> **Exercise requirements**
Please write out, exactly, every line of the listing from its first line through the one that includes "x=390, y=90".

> **Extracted information**

------------------------

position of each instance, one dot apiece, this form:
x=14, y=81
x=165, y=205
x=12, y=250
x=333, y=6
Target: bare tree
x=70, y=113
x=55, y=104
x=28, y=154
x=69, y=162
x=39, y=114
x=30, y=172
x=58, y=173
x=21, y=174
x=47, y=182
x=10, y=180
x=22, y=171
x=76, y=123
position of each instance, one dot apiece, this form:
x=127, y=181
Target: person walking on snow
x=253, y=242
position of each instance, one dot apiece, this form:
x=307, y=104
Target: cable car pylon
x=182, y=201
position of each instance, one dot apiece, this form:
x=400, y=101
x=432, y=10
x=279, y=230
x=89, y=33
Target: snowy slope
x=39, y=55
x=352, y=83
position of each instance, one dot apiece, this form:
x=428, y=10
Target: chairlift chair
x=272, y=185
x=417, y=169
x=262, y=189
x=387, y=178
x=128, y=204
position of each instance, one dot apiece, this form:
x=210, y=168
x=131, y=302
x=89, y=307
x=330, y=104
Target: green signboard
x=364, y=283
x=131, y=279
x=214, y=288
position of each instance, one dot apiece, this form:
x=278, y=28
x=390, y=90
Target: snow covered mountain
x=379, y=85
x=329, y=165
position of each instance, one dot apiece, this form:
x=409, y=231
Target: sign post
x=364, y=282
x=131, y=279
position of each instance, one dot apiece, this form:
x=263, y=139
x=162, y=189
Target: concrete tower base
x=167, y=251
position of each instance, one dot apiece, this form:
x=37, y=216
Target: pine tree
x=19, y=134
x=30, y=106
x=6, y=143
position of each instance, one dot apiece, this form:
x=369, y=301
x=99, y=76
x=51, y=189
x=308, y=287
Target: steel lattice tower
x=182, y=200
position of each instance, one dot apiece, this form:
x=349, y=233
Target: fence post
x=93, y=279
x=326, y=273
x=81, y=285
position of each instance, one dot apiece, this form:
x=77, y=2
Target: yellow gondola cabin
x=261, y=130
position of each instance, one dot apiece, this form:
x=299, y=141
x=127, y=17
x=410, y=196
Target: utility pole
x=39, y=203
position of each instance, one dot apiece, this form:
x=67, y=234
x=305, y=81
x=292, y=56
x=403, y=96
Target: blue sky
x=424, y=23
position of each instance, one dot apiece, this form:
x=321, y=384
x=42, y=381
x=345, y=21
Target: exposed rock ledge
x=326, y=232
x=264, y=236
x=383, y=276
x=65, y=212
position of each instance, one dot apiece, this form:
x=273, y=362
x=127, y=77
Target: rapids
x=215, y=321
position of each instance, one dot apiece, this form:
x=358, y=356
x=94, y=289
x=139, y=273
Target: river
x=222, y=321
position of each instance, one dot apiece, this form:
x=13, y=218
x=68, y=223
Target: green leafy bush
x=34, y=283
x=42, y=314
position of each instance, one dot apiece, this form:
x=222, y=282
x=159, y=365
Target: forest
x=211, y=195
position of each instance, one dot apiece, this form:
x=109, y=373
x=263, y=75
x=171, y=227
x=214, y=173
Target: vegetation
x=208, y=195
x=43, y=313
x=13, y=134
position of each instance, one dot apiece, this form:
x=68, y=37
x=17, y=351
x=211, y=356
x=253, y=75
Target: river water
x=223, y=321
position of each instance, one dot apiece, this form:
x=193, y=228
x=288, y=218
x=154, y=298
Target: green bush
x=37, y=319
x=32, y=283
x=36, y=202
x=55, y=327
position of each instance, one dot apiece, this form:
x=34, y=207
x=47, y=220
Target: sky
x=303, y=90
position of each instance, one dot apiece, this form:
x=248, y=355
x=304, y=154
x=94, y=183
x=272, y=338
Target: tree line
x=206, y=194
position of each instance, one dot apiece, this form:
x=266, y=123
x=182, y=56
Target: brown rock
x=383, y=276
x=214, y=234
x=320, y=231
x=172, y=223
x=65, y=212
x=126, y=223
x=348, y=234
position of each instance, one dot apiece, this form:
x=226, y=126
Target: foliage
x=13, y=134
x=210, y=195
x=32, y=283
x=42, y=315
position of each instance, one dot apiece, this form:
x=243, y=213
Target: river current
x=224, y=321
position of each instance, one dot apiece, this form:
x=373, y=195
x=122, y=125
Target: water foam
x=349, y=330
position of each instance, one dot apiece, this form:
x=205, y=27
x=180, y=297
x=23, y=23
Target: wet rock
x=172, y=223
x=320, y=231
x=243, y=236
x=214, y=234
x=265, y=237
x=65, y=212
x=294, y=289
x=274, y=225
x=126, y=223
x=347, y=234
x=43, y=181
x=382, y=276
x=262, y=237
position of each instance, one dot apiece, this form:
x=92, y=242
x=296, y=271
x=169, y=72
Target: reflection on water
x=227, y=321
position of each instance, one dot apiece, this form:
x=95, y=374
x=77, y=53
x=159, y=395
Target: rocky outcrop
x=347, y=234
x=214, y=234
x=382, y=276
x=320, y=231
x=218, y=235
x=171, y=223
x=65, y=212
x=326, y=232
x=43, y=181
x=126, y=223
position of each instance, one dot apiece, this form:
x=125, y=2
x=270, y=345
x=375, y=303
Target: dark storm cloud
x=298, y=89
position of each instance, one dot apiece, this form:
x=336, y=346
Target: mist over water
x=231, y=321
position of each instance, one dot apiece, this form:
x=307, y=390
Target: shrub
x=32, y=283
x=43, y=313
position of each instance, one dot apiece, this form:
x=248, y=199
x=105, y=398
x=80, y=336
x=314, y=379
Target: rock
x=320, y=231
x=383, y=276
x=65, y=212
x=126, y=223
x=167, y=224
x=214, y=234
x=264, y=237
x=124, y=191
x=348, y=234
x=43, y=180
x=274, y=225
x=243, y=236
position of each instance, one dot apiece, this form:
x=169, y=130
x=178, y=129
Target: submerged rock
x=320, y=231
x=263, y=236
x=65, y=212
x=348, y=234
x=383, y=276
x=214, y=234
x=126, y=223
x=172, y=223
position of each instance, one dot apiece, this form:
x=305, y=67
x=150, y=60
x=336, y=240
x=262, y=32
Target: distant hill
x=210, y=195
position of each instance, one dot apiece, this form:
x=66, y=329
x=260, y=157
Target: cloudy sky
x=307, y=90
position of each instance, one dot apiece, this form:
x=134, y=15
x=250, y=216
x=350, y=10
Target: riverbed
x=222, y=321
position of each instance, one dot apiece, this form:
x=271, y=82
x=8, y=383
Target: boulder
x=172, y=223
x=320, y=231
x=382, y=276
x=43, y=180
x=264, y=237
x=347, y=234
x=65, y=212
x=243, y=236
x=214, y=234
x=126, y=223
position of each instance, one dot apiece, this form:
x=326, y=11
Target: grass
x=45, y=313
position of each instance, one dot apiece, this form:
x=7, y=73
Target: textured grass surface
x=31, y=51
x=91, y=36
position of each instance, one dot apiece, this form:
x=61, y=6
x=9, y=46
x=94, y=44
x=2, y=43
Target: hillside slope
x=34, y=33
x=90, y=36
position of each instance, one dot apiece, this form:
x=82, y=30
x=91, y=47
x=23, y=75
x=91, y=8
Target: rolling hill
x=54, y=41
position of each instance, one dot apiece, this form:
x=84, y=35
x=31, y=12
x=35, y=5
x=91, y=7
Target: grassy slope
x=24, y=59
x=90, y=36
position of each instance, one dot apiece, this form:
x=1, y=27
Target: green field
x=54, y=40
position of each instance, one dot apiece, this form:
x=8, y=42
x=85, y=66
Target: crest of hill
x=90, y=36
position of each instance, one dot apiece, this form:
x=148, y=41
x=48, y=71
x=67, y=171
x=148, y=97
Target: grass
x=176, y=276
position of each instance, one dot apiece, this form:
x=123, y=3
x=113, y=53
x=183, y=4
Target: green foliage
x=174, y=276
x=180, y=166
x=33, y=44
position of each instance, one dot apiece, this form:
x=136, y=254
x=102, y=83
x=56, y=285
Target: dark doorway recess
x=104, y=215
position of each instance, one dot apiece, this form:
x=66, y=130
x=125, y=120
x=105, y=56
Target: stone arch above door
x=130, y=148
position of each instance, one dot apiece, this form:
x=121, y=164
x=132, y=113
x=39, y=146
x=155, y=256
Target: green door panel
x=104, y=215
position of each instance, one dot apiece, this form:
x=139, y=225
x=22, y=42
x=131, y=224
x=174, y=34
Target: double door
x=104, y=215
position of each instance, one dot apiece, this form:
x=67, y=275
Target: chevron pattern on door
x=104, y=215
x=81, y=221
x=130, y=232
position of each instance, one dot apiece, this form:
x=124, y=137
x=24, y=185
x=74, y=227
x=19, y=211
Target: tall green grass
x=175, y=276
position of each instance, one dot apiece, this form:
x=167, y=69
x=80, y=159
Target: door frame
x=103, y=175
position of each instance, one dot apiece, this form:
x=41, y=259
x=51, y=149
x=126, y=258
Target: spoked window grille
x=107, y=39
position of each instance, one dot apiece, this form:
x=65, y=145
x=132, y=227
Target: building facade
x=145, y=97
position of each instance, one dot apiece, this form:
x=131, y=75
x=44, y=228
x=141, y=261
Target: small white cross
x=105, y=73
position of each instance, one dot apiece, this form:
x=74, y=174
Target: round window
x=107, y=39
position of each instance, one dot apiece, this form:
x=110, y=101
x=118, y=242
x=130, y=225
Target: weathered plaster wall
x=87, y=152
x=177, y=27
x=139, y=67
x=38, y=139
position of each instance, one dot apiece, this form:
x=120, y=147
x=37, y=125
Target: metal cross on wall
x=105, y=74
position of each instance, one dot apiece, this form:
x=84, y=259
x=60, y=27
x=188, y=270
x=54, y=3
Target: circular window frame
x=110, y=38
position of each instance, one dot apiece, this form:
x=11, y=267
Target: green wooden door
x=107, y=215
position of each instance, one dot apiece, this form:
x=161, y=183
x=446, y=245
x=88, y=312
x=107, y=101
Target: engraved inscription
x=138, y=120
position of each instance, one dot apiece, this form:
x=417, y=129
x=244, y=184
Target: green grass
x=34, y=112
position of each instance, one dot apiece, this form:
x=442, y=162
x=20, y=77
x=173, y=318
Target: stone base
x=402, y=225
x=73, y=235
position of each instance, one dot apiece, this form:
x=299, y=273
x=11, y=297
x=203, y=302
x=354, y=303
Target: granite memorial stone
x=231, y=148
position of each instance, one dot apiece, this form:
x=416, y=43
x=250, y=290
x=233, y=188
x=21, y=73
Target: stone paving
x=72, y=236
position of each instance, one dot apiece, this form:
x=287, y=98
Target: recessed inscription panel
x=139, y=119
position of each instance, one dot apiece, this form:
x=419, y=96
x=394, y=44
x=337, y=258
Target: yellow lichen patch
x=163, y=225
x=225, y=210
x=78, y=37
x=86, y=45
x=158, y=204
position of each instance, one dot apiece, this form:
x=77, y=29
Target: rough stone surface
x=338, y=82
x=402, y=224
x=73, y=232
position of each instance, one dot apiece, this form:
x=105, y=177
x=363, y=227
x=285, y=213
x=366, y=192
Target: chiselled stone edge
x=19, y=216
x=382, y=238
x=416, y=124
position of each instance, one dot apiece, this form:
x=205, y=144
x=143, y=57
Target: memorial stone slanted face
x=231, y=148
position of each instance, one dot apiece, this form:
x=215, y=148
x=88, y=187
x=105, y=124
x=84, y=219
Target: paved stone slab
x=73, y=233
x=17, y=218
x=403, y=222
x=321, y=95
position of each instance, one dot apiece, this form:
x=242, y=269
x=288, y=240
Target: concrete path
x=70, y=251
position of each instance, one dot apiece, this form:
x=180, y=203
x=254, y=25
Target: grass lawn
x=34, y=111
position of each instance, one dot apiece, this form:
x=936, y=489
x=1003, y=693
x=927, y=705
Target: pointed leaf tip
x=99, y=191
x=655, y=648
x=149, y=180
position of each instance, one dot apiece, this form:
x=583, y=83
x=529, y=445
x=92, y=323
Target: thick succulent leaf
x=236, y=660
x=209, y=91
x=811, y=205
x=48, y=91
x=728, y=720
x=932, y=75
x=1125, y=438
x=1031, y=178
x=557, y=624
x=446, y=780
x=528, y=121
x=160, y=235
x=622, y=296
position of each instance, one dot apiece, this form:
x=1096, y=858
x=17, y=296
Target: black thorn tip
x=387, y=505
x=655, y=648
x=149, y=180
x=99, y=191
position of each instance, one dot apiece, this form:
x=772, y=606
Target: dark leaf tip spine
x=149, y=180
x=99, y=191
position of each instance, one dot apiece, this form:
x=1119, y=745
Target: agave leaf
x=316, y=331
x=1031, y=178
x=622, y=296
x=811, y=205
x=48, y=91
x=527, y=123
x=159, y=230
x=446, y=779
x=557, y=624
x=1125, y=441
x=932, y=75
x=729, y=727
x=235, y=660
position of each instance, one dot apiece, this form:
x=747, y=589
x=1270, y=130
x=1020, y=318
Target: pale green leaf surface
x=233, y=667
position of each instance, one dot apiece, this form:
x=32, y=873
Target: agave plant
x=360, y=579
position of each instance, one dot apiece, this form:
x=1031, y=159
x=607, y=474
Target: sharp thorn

------------------------

> **Task solution**
position of each instance, one dot apiece, this form:
x=14, y=81
x=165, y=205
x=12, y=250
x=333, y=6
Target: bare tree
x=70, y=113
x=55, y=104
x=28, y=154
x=69, y=162
x=39, y=114
x=30, y=172
x=58, y=173
x=21, y=174
x=47, y=182
x=10, y=180
x=22, y=171
x=76, y=123
position of each instance, one dot apiece, this form:
x=127, y=181
Target: person walking on snow
x=253, y=242
position of each instance, one dot apiece, this form:
x=307, y=104
Target: cable car pylon
x=182, y=201
position of each instance, one dot apiece, this form:
x=400, y=101
x=432, y=10
x=279, y=230
x=89, y=33
Target: snowy slope
x=39, y=55
x=352, y=83
position of each instance, one dot apiece, this form:
x=428, y=10
Target: chairlift chair
x=272, y=185
x=417, y=169
x=262, y=189
x=387, y=178
x=128, y=204
position of each instance, one dot apiece, this form:
x=210, y=168
x=131, y=302
x=89, y=307
x=330, y=104
Target: green signboard
x=364, y=283
x=131, y=279
x=214, y=288
position of each instance, one dot apiece, this form:
x=278, y=28
x=390, y=90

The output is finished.